#### [Short task]
All the entries need to be quoted exactly, apart from the pictures, which you should drop.

[Point placement records]
= = = =

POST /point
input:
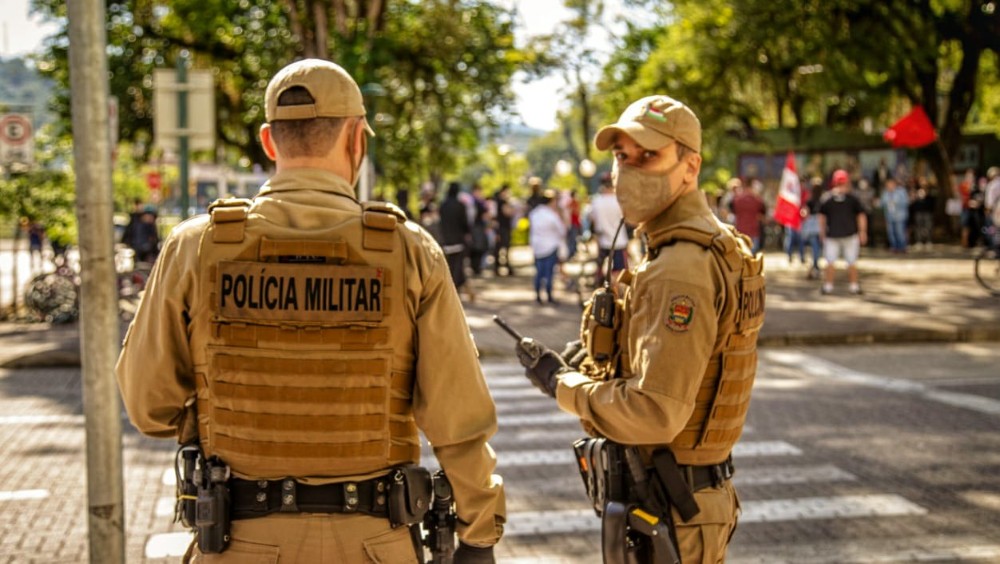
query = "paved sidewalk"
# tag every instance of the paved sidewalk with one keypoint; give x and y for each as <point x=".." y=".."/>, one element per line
<point x="919" y="297"/>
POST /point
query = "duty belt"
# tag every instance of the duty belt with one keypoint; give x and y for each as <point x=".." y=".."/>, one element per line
<point x="258" y="498"/>
<point x="701" y="477"/>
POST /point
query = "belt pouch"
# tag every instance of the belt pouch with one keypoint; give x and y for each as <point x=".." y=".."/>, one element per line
<point x="410" y="490"/>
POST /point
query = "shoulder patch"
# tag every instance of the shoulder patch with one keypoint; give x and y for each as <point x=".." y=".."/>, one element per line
<point x="680" y="313"/>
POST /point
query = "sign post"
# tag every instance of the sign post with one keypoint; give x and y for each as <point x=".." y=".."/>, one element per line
<point x="16" y="140"/>
<point x="184" y="116"/>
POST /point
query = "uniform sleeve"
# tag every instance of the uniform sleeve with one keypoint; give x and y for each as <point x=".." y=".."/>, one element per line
<point x="454" y="409"/>
<point x="154" y="369"/>
<point x="672" y="332"/>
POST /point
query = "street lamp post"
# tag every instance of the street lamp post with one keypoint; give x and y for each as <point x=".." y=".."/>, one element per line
<point x="503" y="150"/>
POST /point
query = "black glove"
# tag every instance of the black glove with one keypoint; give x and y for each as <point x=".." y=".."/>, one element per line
<point x="473" y="554"/>
<point x="541" y="364"/>
<point x="573" y="354"/>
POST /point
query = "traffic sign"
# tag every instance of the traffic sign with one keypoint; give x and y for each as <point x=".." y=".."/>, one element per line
<point x="16" y="135"/>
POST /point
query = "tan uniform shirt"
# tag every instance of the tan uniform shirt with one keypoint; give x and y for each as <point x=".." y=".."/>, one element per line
<point x="451" y="402"/>
<point x="668" y="355"/>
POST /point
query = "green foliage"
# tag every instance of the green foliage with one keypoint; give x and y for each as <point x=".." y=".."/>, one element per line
<point x="760" y="64"/>
<point x="444" y="68"/>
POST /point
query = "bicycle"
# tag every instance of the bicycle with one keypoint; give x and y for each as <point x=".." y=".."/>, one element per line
<point x="987" y="262"/>
<point x="54" y="297"/>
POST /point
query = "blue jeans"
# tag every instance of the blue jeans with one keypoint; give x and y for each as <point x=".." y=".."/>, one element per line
<point x="815" y="247"/>
<point x="896" y="229"/>
<point x="794" y="242"/>
<point x="544" y="272"/>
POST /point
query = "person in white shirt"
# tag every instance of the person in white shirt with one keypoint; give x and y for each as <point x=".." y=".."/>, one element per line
<point x="992" y="202"/>
<point x="605" y="217"/>
<point x="547" y="233"/>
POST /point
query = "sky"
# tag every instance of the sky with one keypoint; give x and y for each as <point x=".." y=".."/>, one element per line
<point x="537" y="101"/>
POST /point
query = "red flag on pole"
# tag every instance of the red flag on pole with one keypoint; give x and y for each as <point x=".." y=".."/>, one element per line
<point x="786" y="209"/>
<point x="913" y="130"/>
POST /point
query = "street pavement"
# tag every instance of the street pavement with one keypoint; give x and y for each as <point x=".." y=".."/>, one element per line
<point x="919" y="297"/>
<point x="928" y="298"/>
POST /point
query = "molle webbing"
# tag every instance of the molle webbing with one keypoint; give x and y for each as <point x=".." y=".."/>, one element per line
<point x="336" y="251"/>
<point x="229" y="218"/>
<point x="724" y="396"/>
<point x="346" y="338"/>
<point x="310" y="385"/>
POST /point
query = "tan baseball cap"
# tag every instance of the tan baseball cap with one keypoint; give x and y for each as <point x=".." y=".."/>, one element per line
<point x="654" y="121"/>
<point x="334" y="92"/>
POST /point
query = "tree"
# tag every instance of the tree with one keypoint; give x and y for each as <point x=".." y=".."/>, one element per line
<point x="774" y="63"/>
<point x="444" y="67"/>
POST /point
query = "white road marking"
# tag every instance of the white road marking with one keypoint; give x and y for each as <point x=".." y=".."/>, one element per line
<point x="925" y="548"/>
<point x="839" y="507"/>
<point x="791" y="475"/>
<point x="558" y="456"/>
<point x="765" y="448"/>
<point x="20" y="495"/>
<point x="831" y="371"/>
<point x="41" y="419"/>
<point x="165" y="507"/>
<point x="556" y="418"/>
<point x="167" y="545"/>
<point x="517" y="392"/>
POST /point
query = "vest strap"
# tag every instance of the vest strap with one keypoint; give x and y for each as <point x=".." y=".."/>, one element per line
<point x="229" y="217"/>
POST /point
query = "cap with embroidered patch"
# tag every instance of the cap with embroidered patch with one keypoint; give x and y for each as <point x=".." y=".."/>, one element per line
<point x="334" y="92"/>
<point x="654" y="122"/>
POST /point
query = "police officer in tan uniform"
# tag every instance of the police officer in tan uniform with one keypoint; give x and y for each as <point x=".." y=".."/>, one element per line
<point x="302" y="338"/>
<point x="670" y="363"/>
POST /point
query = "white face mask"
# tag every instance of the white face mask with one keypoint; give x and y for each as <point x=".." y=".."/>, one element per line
<point x="643" y="195"/>
<point x="356" y="169"/>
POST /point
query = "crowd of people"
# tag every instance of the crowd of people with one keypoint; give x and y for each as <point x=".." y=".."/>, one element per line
<point x="476" y="231"/>
<point x="838" y="216"/>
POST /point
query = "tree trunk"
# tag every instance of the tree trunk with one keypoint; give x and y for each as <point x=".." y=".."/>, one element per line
<point x="322" y="28"/>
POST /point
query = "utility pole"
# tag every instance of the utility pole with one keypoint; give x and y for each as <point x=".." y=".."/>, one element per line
<point x="183" y="138"/>
<point x="99" y="326"/>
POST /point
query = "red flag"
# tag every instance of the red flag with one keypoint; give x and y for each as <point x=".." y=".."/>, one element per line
<point x="786" y="209"/>
<point x="913" y="130"/>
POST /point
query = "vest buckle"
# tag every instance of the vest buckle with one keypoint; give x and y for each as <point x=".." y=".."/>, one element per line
<point x="288" y="497"/>
<point x="350" y="497"/>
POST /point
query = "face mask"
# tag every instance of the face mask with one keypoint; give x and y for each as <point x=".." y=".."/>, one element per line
<point x="642" y="195"/>
<point x="356" y="168"/>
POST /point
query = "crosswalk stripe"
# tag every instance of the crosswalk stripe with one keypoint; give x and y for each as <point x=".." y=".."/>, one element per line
<point x="165" y="506"/>
<point x="533" y="523"/>
<point x="167" y="545"/>
<point x="564" y="455"/>
<point x="514" y="420"/>
<point x="20" y="495"/>
<point x="41" y="419"/>
<point x="870" y="505"/>
<point x="865" y="551"/>
<point x="831" y="371"/>
<point x="760" y="476"/>
<point x="517" y="392"/>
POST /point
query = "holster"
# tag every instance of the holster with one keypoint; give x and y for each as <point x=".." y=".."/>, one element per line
<point x="630" y="535"/>
<point x="601" y="465"/>
<point x="410" y="491"/>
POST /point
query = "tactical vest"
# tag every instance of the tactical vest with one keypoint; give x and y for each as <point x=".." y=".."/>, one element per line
<point x="723" y="398"/>
<point x="304" y="345"/>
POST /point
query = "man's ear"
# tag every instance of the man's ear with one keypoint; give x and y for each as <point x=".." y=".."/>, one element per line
<point x="692" y="167"/>
<point x="267" y="142"/>
<point x="359" y="133"/>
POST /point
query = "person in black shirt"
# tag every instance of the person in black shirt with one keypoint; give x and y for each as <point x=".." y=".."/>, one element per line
<point x="843" y="228"/>
<point x="505" y="223"/>
<point x="455" y="234"/>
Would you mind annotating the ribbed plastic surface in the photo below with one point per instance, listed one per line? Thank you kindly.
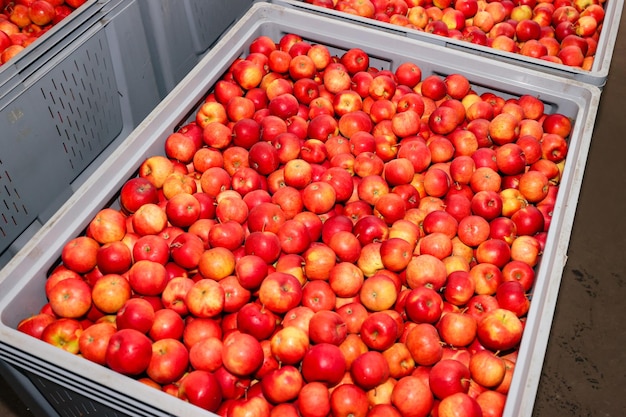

= = = =

#### [Reply]
POST /point
input:
query = "paved sidewalk"
# tag every instance of the paved sidewalk with one keypoint; give x and y for each as <point x=".." y=".."/>, one element per line
<point x="919" y="297"/>
POST /point
query = "duty belt"
# tag every instance of the duty belt with one keypoint; give x and y for each as <point x=".." y=".."/>, one element per line
<point x="258" y="498"/>
<point x="701" y="477"/>
POST /point
query = "belt pouch"
# tag every instance of the belt pouch with one keypoint; give x and y for each as <point x=".." y=".."/>, one element per line
<point x="410" y="490"/>
POST /point
query = "shoulder patch"
# tag every instance of the shoulder patch with one keypoint; give x and y for each as <point x=".." y=".."/>, one element per line
<point x="680" y="313"/>
POST /point
query = "sign post"
# tag every instance of the sign post with one keypoint; give x and y for each as <point x=".." y=".."/>, one element per line
<point x="16" y="140"/>
<point x="184" y="116"/>
POST /point
query = "uniform sleeve"
# tag every instance of the uniform sleeve with one keypoint; give x and y for each as <point x=".." y=".."/>, one element per line
<point x="454" y="409"/>
<point x="154" y="369"/>
<point x="672" y="332"/>
POST /point
query = "street lamp post"
# tag every instance of the street lamp post with one keypoint; give x and y for each as <point x=".." y=".."/>, one element per line
<point x="503" y="150"/>
POST /point
query = "black glove"
# tag every instance of the black glove with one keypoint; give x and y for each as <point x=".." y=".."/>, one element per line
<point x="473" y="554"/>
<point x="541" y="364"/>
<point x="573" y="354"/>
POST /point
query = "traffic sign"
# tag every instance of the traffic sign with one keypoint; give x and y for each as <point x=".." y=".."/>, one element per line
<point x="16" y="135"/>
POST /point
query = "tan uniform shirt"
# tag every instance of the tan uniform shirt with one keypoint; give x and y for each as <point x=".." y=".."/>, one element per line
<point x="451" y="402"/>
<point x="668" y="355"/>
POST /point
query = "green foliage"
# tag every instance of the green foliage with one keypoint; give x and y for each as <point x=".." y=".."/>, one element per line
<point x="760" y="64"/>
<point x="444" y="68"/>
POST /point
query = "bicycle"
# tag every instance of the bicycle with one keypoint; give x and y for each as <point x=".." y=".."/>, one element per line
<point x="987" y="262"/>
<point x="54" y="297"/>
POST /point
query = "blue jeans"
# tag every instance of the blue jeans with one keypoint; give x and y for each as <point x=".." y=".."/>, one element per line
<point x="815" y="247"/>
<point x="896" y="229"/>
<point x="794" y="242"/>
<point x="544" y="272"/>
POST /point
query = "person in white shirt"
# tag every instance of the person in white shirt with one keypoint; give x and y for each as <point x=".." y=".."/>, one element per line
<point x="992" y="202"/>
<point x="605" y="217"/>
<point x="547" y="233"/>
POST /point
query = "sky"
# tag every instance of the sky with one keypoint; give x and y for each as <point x=".." y=".."/>, one element per line
<point x="537" y="101"/>
POST /point
query = "red flag on pole"
# tag every instance of the red flag on pole with one keypoint; give x and y for each as <point x=".." y=".."/>, one element per line
<point x="786" y="209"/>
<point x="913" y="130"/>
POST /point
query = "street pavement"
# tag every instance of the street pavement with one keypoint; give x and y for each as <point x=".." y=".."/>, one element per line
<point x="919" y="297"/>
<point x="928" y="298"/>
POST /point
query = "molle webbing"
# tag every instance of the molle webbing with one keypoint; give x and y for each as <point x=".." y=".."/>, one element per line
<point x="336" y="251"/>
<point x="229" y="218"/>
<point x="724" y="396"/>
<point x="346" y="338"/>
<point x="310" y="385"/>
POST /point
query = "tan baseball cap"
# tag every instance of the tan baseball cap with one keypoint; give x and y for each as <point x=".." y=".."/>, one element per line
<point x="654" y="121"/>
<point x="334" y="92"/>
POST /point
query = "tree"
# tag every instance of the tree with one keypoint; give x and y for each as <point x=".." y=".."/>, one element per line
<point x="774" y="63"/>
<point x="444" y="67"/>
POST /point
query = "white road marking"
# tag every instance of the white road marking with one keypoint; give x and y for each as <point x=".." y=".."/>, one element per line
<point x="925" y="548"/>
<point x="839" y="507"/>
<point x="791" y="475"/>
<point x="558" y="456"/>
<point x="765" y="448"/>
<point x="20" y="495"/>
<point x="831" y="371"/>
<point x="41" y="419"/>
<point x="165" y="507"/>
<point x="556" y="418"/>
<point x="167" y="545"/>
<point x="517" y="392"/>
POST /point
query = "vest strap"
# tag every instance of the vest strap with one keypoint; give x and y for each as <point x=".." y=".."/>, one element per line
<point x="229" y="217"/>
POST /point
query = "cap with embroidered patch"
# tag every instance of the cap with embroidered patch with one keypoint; give x and y for each as <point x=".." y=".."/>, one element per line
<point x="334" y="92"/>
<point x="654" y="122"/>
POST /point
query = "police officer in tan uniform"
# tag every instance of the police officer in tan uniform with one keypoint; give x and y for each as <point x=".." y=".."/>, one element per line
<point x="302" y="338"/>
<point x="670" y="363"/>
POST /point
query = "white face mask"
# tag every instance of the white face mask with one keypoint; give x and y for each as <point x=".." y=".."/>, one element per line
<point x="643" y="195"/>
<point x="356" y="169"/>
POST /point
query = "crowd of people"
# tag every instance of the crowd of people with one keypoint; give x and y for each as <point x=".." y=".."/>, one element per line
<point x="476" y="231"/>
<point x="838" y="216"/>
POST /point
query = "tree trunk"
# tag every instance of the tree trunk with one keypoint; give x and y for each as <point x=".." y=".."/>, one element per line
<point x="322" y="28"/>
POST /point
query = "utility pole"
# tag every instance of the utility pole with one keypoint; give x and y for each as <point x=".." y=".."/>, one element per line
<point x="183" y="138"/>
<point x="99" y="326"/>
POST /point
query = "red flag"
# tag every instance of the red flag with one keypoint; give x and y for each as <point x=".." y=".."/>, one element per line
<point x="786" y="209"/>
<point x="913" y="130"/>
POST /point
query = "vest buckle"
# tag every instance of the vest buckle with one keypoint; give x and y for each as <point x=".." y=".."/>, one element per line
<point x="288" y="497"/>
<point x="350" y="497"/>
POST /point
query = "face mask"
# tag every instance of the face mask with one keypoint; give x and y for each as <point x=".." y=".."/>, one element per line
<point x="642" y="195"/>
<point x="356" y="168"/>
POST /point
query = "crosswalk stripe"
# tag every instance of the crosswalk stripe with one keypoint; give x and y for each as <point x=".." y=".."/>, one element per line
<point x="165" y="506"/>
<point x="533" y="523"/>
<point x="167" y="545"/>
<point x="564" y="455"/>
<point x="514" y="420"/>
<point x="20" y="495"/>
<point x="41" y="419"/>
<point x="870" y="505"/>
<point x="865" y="551"/>
<point x="831" y="371"/>
<point x="760" y="476"/>
<point x="517" y="392"/>
POST /point
query = "holster"
# tag every instance of the holster with one keypoint; give x and y for each as <point x=".." y=".."/>, one element per line
<point x="630" y="535"/>
<point x="601" y="465"/>
<point x="410" y="491"/>
POST /point
query = "tactical vest"
# tag every instance of the tactical vest with one keypoint; give x and y for each as <point x=".." y=".."/>, one element per line
<point x="723" y="398"/>
<point x="304" y="345"/>
POST /point
query = "man's ear"
# tag every instance of the man's ear with one keypoint; give x and y for each as <point x=".." y=".."/>, one element per line
<point x="692" y="167"/>
<point x="267" y="142"/>
<point x="359" y="133"/>
POST /point
query = "person in black shirt"
# tag every instance of the person in black shirt with one keypoint; give x and y for each as <point x=".." y=".."/>, one element per line
<point x="843" y="228"/>
<point x="505" y="223"/>
<point x="455" y="234"/>
Would you mind annotating the ribbed plastic surface in the photo below with one point per instance, listed one per line? Thank you kindly.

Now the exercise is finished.